* [Task details]:
Copy out exactly the lines from the line containing "Run detection on sculpture's eye in" to the end of the listing.

— Start Listing —

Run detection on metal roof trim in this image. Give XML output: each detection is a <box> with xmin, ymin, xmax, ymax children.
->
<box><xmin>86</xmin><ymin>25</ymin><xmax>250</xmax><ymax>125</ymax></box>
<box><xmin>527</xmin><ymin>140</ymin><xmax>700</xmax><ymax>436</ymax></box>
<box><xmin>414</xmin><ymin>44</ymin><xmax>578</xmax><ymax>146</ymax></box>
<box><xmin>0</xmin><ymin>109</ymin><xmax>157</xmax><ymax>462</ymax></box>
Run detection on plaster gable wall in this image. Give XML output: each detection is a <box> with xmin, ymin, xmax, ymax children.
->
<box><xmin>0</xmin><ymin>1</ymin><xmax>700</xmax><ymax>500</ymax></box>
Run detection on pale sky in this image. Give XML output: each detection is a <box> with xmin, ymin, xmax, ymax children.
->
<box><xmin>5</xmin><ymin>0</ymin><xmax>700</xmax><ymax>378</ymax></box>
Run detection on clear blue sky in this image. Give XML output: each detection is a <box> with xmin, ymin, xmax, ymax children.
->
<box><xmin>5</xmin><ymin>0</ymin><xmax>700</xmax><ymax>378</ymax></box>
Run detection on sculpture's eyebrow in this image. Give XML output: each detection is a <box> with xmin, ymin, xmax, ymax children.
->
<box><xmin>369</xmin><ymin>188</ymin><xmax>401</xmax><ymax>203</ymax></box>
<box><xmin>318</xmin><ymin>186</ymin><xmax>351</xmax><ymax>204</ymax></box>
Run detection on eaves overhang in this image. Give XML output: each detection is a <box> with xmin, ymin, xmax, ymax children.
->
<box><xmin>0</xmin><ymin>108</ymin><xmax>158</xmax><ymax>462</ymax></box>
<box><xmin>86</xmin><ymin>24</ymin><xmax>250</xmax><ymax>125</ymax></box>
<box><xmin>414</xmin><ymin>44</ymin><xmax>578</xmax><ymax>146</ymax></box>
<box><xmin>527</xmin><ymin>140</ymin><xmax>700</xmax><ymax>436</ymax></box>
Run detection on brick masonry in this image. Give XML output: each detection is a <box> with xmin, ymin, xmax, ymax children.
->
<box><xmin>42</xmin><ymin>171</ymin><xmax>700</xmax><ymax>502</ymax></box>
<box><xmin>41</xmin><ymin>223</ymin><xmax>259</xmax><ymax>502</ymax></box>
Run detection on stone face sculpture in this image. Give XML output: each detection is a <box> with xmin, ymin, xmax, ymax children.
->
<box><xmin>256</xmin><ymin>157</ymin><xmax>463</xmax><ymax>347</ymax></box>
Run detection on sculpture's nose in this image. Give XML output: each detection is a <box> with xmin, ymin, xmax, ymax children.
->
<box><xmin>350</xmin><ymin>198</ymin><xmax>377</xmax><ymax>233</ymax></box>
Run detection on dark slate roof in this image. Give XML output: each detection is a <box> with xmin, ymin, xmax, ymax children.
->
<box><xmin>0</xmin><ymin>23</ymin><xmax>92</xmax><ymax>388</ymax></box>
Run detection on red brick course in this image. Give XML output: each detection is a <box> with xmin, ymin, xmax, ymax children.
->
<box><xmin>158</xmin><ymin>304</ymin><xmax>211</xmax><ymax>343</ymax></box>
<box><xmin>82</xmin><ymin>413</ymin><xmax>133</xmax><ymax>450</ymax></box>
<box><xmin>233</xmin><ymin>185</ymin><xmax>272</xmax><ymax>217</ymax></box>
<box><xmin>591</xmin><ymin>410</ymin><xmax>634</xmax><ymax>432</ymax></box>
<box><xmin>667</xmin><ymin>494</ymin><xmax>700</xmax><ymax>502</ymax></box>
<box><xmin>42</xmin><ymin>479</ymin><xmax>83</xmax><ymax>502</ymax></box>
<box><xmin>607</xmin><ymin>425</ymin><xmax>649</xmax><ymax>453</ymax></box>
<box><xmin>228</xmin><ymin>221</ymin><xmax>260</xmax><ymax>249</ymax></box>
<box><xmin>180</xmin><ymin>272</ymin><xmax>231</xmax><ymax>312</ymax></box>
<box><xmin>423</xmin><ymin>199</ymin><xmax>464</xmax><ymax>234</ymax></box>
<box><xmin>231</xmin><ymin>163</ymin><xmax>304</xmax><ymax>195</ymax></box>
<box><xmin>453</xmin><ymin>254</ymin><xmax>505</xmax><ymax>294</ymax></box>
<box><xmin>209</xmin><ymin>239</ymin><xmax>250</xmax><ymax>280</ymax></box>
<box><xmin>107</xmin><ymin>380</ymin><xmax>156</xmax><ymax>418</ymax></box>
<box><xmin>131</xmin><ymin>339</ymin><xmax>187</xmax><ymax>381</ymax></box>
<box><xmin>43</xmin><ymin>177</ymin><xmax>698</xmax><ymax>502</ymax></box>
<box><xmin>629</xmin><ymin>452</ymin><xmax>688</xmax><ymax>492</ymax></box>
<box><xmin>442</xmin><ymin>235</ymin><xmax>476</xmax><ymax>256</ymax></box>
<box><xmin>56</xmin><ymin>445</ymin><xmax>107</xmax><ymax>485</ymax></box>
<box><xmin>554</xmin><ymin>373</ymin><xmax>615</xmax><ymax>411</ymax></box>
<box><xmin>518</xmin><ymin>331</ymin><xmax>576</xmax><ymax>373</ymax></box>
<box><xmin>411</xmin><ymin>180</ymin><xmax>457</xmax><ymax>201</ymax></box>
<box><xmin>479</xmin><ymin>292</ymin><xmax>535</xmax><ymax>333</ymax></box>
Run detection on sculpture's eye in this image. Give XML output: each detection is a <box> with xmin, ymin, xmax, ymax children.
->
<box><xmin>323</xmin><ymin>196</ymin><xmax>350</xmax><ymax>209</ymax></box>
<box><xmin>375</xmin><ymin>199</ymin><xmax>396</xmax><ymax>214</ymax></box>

— End Listing —

* [Solved problem]:
Run detection on sculpture's eye in this image. Give XML output: each detection is a <box> with xmin, ymin, xmax, ymax children.
->
<box><xmin>323</xmin><ymin>196</ymin><xmax>350</xmax><ymax>209</ymax></box>
<box><xmin>375</xmin><ymin>199</ymin><xmax>396</xmax><ymax>214</ymax></box>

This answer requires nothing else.